● EXERCISE REQUIREMENTS
Read the records below and copy each line that contains "sign".

(Extracted data entries)
══════════════════════════════
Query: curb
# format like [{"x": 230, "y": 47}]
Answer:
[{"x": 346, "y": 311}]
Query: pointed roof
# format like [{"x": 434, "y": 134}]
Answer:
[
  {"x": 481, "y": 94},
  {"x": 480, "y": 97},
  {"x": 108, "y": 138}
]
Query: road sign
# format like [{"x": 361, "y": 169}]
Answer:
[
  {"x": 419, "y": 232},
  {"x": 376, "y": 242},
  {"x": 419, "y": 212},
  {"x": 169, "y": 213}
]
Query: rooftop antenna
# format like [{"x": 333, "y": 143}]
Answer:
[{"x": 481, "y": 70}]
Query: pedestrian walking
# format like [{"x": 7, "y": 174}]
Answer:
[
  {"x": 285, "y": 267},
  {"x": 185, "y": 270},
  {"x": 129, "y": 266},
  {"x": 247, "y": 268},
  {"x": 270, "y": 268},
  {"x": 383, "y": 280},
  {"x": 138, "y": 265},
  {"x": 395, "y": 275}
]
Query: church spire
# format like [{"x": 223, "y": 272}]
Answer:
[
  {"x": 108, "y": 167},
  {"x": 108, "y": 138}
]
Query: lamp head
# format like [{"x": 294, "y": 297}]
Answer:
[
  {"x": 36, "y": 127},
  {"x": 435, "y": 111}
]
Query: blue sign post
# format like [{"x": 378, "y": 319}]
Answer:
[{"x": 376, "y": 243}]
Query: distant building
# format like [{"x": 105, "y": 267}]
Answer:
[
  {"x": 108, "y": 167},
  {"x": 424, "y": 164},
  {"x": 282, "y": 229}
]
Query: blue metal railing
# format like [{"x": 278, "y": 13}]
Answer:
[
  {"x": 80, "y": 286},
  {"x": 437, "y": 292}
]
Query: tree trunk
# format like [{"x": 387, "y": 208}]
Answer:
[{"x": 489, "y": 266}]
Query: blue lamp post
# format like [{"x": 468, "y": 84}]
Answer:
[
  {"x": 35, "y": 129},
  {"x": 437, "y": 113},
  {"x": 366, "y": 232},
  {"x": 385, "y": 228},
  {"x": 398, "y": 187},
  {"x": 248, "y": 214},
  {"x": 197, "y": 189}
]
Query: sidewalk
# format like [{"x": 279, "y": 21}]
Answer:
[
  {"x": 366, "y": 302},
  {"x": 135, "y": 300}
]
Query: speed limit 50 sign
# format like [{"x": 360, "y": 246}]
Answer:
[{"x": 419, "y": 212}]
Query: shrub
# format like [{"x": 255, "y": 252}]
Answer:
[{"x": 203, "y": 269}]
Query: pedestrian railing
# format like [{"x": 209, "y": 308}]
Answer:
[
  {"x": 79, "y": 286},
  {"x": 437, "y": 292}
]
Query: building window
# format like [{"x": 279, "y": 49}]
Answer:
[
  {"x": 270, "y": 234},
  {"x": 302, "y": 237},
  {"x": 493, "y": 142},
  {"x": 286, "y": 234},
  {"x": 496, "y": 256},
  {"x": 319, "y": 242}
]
══════════════════════════════
● WRITTEN REPLY
Query: road sign
Query: blue sign post
Query: speed limit 50 sign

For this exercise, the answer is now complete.